▸ Exercise aim
Beginning with the line that contains "Locate the black face", copy each remaining line of the data below exactly.

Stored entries
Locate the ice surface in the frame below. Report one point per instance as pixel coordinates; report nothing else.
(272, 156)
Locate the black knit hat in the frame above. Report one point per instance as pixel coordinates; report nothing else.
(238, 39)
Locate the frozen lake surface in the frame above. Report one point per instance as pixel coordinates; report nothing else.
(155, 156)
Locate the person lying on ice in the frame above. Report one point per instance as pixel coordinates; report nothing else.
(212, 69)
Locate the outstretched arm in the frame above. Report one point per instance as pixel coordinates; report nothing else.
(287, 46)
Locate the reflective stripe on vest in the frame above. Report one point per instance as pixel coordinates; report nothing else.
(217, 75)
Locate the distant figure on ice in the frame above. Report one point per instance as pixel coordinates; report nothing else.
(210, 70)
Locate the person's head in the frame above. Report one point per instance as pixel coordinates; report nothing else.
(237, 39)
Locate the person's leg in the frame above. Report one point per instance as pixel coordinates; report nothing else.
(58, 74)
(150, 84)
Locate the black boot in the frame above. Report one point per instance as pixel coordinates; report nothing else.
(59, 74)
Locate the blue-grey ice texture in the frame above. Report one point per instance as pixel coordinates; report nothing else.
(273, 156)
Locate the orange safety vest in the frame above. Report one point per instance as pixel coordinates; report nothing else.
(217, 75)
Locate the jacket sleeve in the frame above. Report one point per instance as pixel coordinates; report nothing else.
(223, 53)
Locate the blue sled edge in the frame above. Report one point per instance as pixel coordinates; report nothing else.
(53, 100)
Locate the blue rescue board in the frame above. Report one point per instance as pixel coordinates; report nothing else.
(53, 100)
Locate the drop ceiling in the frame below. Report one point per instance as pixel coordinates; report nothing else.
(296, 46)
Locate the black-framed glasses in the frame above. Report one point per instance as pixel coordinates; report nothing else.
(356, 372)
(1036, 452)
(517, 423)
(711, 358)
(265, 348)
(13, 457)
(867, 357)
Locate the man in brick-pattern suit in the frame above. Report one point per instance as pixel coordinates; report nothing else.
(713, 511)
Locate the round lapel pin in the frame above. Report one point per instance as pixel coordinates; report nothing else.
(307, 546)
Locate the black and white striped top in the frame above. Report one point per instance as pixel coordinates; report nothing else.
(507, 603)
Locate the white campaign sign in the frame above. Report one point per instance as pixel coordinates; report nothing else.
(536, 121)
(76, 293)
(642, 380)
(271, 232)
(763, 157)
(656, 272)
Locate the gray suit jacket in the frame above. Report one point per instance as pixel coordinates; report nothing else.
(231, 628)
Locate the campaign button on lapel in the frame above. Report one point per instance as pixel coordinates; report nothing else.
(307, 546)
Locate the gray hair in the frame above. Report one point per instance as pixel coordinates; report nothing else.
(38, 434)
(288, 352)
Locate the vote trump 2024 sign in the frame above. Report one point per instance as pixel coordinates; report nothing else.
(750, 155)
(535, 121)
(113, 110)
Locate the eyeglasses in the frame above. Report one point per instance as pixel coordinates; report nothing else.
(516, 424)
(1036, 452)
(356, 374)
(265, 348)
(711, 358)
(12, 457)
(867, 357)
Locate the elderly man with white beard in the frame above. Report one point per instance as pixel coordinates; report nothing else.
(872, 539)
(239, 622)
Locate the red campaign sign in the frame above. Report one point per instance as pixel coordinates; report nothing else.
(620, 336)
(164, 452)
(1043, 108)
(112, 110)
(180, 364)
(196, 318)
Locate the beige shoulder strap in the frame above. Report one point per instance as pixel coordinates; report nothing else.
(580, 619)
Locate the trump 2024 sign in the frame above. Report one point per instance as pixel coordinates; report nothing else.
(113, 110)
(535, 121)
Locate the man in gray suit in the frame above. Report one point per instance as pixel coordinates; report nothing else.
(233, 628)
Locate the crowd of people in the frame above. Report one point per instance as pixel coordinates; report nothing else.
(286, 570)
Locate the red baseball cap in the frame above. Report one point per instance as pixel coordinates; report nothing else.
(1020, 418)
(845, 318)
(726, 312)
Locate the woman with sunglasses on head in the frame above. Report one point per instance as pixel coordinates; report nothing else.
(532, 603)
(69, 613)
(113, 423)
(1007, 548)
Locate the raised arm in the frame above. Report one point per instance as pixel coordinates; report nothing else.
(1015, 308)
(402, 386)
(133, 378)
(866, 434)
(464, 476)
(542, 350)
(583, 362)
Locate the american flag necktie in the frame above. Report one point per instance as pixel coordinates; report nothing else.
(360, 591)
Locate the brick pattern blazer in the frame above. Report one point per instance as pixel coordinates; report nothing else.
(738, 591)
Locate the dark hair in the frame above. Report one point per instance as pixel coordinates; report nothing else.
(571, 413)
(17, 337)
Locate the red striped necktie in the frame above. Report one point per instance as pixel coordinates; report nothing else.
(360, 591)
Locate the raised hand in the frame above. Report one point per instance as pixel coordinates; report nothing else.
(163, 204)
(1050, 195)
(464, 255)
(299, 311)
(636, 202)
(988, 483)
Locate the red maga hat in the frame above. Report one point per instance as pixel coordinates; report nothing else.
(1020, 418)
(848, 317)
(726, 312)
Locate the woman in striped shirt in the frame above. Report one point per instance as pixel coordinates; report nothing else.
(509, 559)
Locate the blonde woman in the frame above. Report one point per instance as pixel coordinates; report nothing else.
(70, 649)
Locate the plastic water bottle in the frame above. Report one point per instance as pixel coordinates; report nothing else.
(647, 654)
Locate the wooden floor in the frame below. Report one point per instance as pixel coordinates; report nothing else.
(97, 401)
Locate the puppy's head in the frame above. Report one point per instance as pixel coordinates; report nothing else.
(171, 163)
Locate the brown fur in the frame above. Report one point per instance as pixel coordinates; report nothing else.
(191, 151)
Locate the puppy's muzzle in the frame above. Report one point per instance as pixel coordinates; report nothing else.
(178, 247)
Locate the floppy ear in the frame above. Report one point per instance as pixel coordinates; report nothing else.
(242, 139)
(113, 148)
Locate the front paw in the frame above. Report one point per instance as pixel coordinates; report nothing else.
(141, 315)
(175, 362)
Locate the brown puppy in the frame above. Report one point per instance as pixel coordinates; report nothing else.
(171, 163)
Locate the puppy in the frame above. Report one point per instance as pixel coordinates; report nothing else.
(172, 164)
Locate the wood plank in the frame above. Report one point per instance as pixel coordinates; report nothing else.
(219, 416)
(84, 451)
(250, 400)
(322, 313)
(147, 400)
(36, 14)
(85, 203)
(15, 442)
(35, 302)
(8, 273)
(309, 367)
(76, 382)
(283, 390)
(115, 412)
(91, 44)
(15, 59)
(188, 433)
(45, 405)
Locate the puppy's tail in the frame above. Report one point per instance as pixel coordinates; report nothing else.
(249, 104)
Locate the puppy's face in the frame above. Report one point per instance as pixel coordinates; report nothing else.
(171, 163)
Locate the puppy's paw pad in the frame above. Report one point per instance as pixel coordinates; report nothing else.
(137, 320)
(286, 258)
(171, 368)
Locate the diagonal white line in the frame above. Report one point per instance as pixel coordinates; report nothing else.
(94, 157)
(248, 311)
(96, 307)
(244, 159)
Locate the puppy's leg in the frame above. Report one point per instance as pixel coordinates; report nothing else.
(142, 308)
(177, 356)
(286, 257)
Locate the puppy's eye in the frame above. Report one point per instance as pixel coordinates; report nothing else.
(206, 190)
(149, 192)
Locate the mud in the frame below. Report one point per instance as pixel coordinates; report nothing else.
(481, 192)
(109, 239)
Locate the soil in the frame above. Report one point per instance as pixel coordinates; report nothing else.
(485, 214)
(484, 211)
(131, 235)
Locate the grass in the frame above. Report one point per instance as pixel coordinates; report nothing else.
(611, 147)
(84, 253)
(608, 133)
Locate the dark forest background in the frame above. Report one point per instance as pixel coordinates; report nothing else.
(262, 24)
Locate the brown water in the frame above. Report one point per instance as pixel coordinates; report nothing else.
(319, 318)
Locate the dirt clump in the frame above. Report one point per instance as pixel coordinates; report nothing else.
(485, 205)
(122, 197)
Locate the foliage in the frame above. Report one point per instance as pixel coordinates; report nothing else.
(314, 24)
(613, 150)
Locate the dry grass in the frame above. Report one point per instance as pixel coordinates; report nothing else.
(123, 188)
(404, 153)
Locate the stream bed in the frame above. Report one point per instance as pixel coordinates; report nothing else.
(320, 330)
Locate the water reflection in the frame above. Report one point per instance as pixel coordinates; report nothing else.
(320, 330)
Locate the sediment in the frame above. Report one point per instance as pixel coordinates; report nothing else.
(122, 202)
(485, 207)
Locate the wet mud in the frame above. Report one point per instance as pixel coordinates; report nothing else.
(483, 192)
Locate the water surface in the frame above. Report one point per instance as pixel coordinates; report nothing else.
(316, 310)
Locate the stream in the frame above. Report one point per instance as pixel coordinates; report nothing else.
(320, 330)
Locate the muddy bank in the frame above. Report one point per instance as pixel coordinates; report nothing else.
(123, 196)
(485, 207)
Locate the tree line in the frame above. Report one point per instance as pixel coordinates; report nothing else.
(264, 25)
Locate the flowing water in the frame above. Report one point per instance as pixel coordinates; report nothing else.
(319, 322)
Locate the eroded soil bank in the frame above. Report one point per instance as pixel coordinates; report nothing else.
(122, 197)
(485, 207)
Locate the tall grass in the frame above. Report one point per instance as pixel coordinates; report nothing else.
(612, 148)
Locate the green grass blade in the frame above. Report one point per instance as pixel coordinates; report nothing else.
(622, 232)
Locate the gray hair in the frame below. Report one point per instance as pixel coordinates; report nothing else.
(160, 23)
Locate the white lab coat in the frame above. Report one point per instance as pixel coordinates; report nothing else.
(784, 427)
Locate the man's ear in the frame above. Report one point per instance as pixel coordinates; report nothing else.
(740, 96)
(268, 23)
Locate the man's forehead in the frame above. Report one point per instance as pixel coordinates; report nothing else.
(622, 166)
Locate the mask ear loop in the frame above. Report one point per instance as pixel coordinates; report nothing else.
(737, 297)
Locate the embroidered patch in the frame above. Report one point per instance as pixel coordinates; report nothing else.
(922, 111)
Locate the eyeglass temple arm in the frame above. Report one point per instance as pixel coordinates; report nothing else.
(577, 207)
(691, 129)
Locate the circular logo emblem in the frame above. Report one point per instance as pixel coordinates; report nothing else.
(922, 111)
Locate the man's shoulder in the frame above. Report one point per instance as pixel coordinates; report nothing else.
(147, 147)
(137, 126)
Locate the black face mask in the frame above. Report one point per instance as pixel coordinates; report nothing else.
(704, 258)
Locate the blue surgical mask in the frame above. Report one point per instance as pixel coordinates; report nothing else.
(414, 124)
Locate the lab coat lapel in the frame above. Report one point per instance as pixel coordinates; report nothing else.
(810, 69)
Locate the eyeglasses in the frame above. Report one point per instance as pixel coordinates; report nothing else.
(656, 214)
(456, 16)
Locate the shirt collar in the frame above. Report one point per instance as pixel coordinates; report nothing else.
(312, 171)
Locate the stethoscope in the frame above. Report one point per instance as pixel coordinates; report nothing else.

▸ Solution for this problem
Locate the black face mask in the frame above. Report one point per instance as pixel coordinates; report nothing else.
(704, 258)
Locate the blue surgical mask in the frame above. Report one point per instance as pixel coordinates; report nothing else.
(414, 124)
Locate the lab coat lapel in the frame above. Report one point per instance as pixel coordinates; report nothing else.
(810, 69)
Locate the eyeglasses in the frame above. Report one point per instance as pixel coordinates; report nothing else.
(656, 214)
(456, 16)
Locate the shirt collar in the frame above. Report one point per instance as pixel coordinates; report nothing else.
(312, 171)
Locate the stethoscope in the frame above. Report one point per instance as pixel coordinates; report nothing else.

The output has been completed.